Data records:
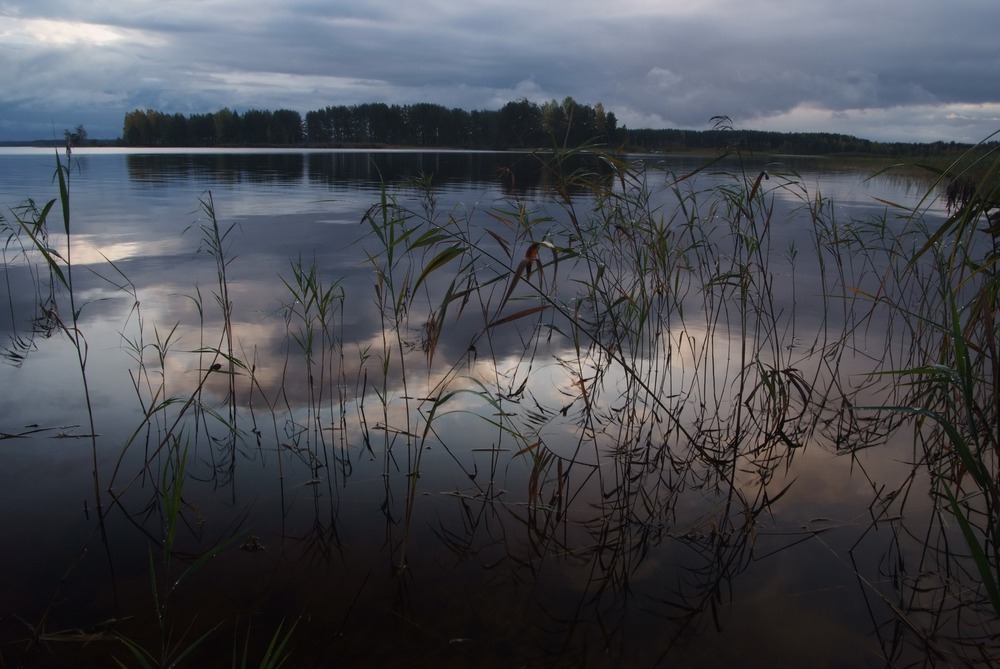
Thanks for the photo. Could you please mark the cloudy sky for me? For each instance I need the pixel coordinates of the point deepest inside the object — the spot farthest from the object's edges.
(897, 70)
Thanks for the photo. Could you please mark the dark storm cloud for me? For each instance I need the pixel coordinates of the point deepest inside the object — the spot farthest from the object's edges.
(887, 70)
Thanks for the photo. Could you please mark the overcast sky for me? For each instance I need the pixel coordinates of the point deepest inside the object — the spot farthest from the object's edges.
(897, 70)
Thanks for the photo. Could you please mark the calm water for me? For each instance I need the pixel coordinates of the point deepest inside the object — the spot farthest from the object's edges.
(585, 539)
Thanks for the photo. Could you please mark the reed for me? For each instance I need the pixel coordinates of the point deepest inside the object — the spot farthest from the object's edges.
(655, 401)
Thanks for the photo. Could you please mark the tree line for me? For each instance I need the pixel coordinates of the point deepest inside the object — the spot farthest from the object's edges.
(519, 124)
(789, 143)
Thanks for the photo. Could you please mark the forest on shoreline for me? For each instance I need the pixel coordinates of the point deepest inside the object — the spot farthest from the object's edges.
(518, 125)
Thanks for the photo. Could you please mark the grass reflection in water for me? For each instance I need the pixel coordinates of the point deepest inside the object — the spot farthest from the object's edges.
(574, 437)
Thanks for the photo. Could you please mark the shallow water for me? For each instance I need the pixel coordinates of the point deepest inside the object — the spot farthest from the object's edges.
(579, 513)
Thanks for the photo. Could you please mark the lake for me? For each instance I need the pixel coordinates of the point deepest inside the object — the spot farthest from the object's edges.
(471, 409)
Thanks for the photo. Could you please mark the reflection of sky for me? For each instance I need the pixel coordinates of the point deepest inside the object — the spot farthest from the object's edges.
(138, 219)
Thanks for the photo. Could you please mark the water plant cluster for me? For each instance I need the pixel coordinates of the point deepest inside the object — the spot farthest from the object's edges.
(584, 390)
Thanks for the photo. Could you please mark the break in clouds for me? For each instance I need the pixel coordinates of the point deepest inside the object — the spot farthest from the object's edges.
(893, 70)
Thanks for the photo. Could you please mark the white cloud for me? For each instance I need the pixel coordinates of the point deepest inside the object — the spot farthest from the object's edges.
(898, 68)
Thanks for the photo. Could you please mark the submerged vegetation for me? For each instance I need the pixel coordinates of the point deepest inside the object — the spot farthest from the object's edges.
(595, 406)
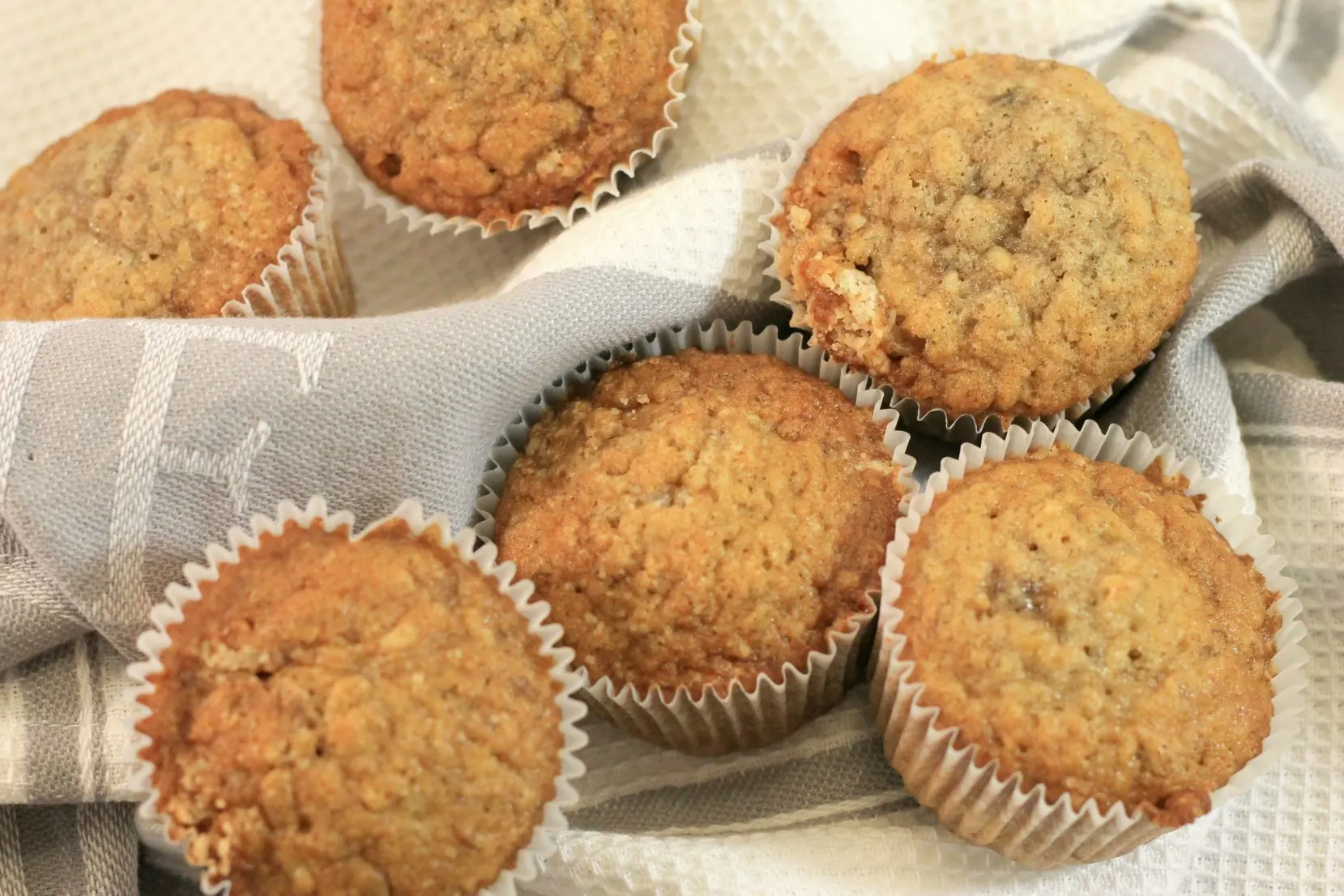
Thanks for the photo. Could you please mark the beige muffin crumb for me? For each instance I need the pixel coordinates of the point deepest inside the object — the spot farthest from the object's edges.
(702, 518)
(169, 208)
(1089, 628)
(487, 109)
(991, 236)
(366, 718)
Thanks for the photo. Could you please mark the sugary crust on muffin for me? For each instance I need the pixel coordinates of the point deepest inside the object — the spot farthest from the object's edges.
(991, 234)
(1089, 628)
(702, 518)
(487, 109)
(369, 718)
(167, 208)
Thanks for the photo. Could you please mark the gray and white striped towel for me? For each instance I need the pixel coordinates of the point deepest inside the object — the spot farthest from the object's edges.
(126, 448)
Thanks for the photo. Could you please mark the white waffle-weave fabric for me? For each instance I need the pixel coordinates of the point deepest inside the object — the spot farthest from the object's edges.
(126, 448)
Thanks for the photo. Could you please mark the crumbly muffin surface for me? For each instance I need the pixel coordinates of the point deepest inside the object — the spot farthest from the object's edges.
(369, 719)
(1087, 626)
(489, 108)
(991, 234)
(701, 518)
(169, 208)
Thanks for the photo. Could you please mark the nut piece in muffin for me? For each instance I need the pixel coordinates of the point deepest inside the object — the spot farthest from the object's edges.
(487, 109)
(366, 716)
(169, 208)
(991, 236)
(1085, 625)
(702, 518)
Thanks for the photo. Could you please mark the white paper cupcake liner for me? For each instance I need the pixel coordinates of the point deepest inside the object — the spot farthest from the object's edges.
(934, 422)
(753, 714)
(308, 277)
(1007, 816)
(159, 830)
(416, 218)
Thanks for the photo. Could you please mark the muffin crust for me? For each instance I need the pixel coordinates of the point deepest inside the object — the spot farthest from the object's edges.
(169, 208)
(362, 718)
(991, 236)
(487, 109)
(701, 518)
(1087, 626)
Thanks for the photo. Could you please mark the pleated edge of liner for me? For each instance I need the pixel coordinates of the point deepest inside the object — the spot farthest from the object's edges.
(528, 860)
(316, 226)
(689, 34)
(893, 685)
(709, 336)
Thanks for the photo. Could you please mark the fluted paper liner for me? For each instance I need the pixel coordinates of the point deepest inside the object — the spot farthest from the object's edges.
(1007, 816)
(308, 277)
(417, 218)
(928, 420)
(156, 826)
(753, 714)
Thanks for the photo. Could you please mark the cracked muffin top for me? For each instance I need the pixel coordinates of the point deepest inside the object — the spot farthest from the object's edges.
(487, 108)
(366, 718)
(1087, 626)
(991, 236)
(169, 208)
(702, 518)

What you are asked to do: This exercise calls for the complete listing, returned exactly and without images.

Result:
Thanks for the photo. Could you please mark the cloudy sky for me? For each instance I need the pixel coordinates of the point deepest inside the object — the spot farthest from the object's edges.
(897, 70)
Thanks for the photo. Could you please mark the dark storm cloud for me? For each instance I need the pixel coordinates of the point deepest inside the object — the spot farthest from the object's edges.
(887, 70)
Thanks for the photo. Could you please mark the overcast sky for me? For each instance I need the pixel coordinates of the point deepest inside the object — the spot farthest from the object's edges.
(897, 70)
Thanks for the photo. Could you please mark the calm water for me? For each instance I need the pixel coordinates of the point deepest inside the object — the spot farthest from the object's edges.
(585, 539)
Thanks for the photo. Could you please mark the reed for me? For each instance I need the pixel coordinates of the point deepest inside the object — the spot farthest from the object's edges.
(655, 401)
Thanks for the photo. Could you please mark the tree line for me? For each instance I need the pixel coordinates of the point deepest inside the object — the spot farthest from the object's edges.
(519, 124)
(789, 143)
Thanks for the photo. Could you please mark the forest on shoreline for me? For each instance I need the pixel coordinates of the point deepest inside the object — the spot farthest from the object's edges.
(518, 125)
Thanks for the photo. Could you please mark the grass reflection in water for me? For each instance I need the pixel coordinates of the point deepest inside the object — the spot farthest from the object's edges.
(574, 437)
Thanks for the photo. Could you please mark the shallow water for me? For each instance I need the pixel coordinates of the point deepest inside the object — the spot farthest from the object's edges.
(579, 513)
Thanks for the photo. Could you please mark the lake for me? For each instance I need the pixel coordinates of the point deepest inside the object — the spot farthest from the object's edges.
(471, 409)
Thanks for the photo. Could you please mark the reflection of sky for me? For each instance I need the pixel coordinates of the point deepest inside the object — the spot farthest from the object's edges.
(138, 219)
Thanks for the photo. Could you please mark the water plant cluster for me? For each instance I need the pixel coordinates of the point deepest inside the object — the spot farthest from the object's edges.
(584, 390)
Thanks for the photo. Could you please mark the break in clouds for me? For each instance I need the pixel coordinates of the point deepest inside the object — the spot farthest from the object's edges.
(893, 70)
Thanks for the photo. Could you please mark the white cloud for me? For each instance I need the pixel coordinates of the point deepest inside the object — the spot farthest from the object's edges.
(898, 68)
Thanks for the photo. Could you please mark the submerged vegetation for me? For each instance I need the pixel coordinates of the point deepest inside the object — the spot farthest from the object's edges.
(595, 406)
Thanks for the photo. Could you please mark the beige muffin crumb for me? For each instance I need the pixel coordinates of the point deepest inside the object — the spot farthest from the object's edges.
(702, 518)
(169, 208)
(1089, 628)
(487, 109)
(991, 236)
(366, 718)
Thanks for the photo. Could you please mark the sugary crust on muffin for me? For each instance I need the pixel coordinates of the point deepest inside the object — the spot farthest from the object's edges.
(991, 234)
(1089, 628)
(702, 518)
(487, 109)
(369, 718)
(167, 208)
Thanks for the photo. Could you please mark the gray and white striped towel for me? For each instance I need the pixel coordinates of the point deepest inside the object — the spot farthest from the object's edges.
(126, 448)
Thanks for the photo. Could you please mark the white waffle-weave fabric for me? For each instance I need the pixel coordinates of the point deepest inside the object — the spot farthest from the object's edges.
(126, 448)
Thanks for the photo. Could you please mark the crumbly muffin surface for me? For each instance I need the pixel coordinates of the point deepest inside the object — the spot farthest from the object's edges.
(369, 719)
(1087, 626)
(489, 108)
(991, 234)
(701, 518)
(169, 208)
Thanks for the photo. Could you please mark the nut piece in muffin for me? For each instance I need the pixel coordinates of the point deepest inside the object — the spot farthest from the object's edges.
(487, 109)
(366, 716)
(169, 208)
(991, 236)
(1085, 625)
(702, 518)
Thanks for the photo. Could you please mark the white paper cupcake liner for me? For each instance I need the pixel coordinates of the point deepest inside the object — the spot farthest from the object's edges.
(934, 422)
(753, 714)
(308, 277)
(1007, 816)
(159, 830)
(416, 218)
Thanks for the photo. Could you please mark the muffin crust for me? For each instance I need the pixel coordinates of the point deepest inside the object — the spot farthest from the object's edges.
(169, 208)
(362, 718)
(991, 236)
(487, 109)
(701, 518)
(1087, 626)
Thanks for the photo. Could you please mark the pleated edge of liner for me? For each instance I need the pixel coordinates of the point deepest inside the object — the spot farthest from the object's edges.
(528, 860)
(316, 226)
(689, 34)
(893, 685)
(709, 336)
Thanks for the photo. Could you please mark the fluted paper liner for me? For each instance I need the pixel coordinates of the point deepest inside the object — the spot farthest from the object's edges.
(1007, 816)
(308, 277)
(417, 218)
(928, 420)
(156, 826)
(753, 714)
Thanks for the photo. Could you please mark the cracked muffin top for me? For each instance I need the pixel coordinates of the point deepest inside the object — the spot farthest from the object's edges.
(487, 108)
(366, 718)
(1087, 626)
(991, 236)
(169, 208)
(702, 518)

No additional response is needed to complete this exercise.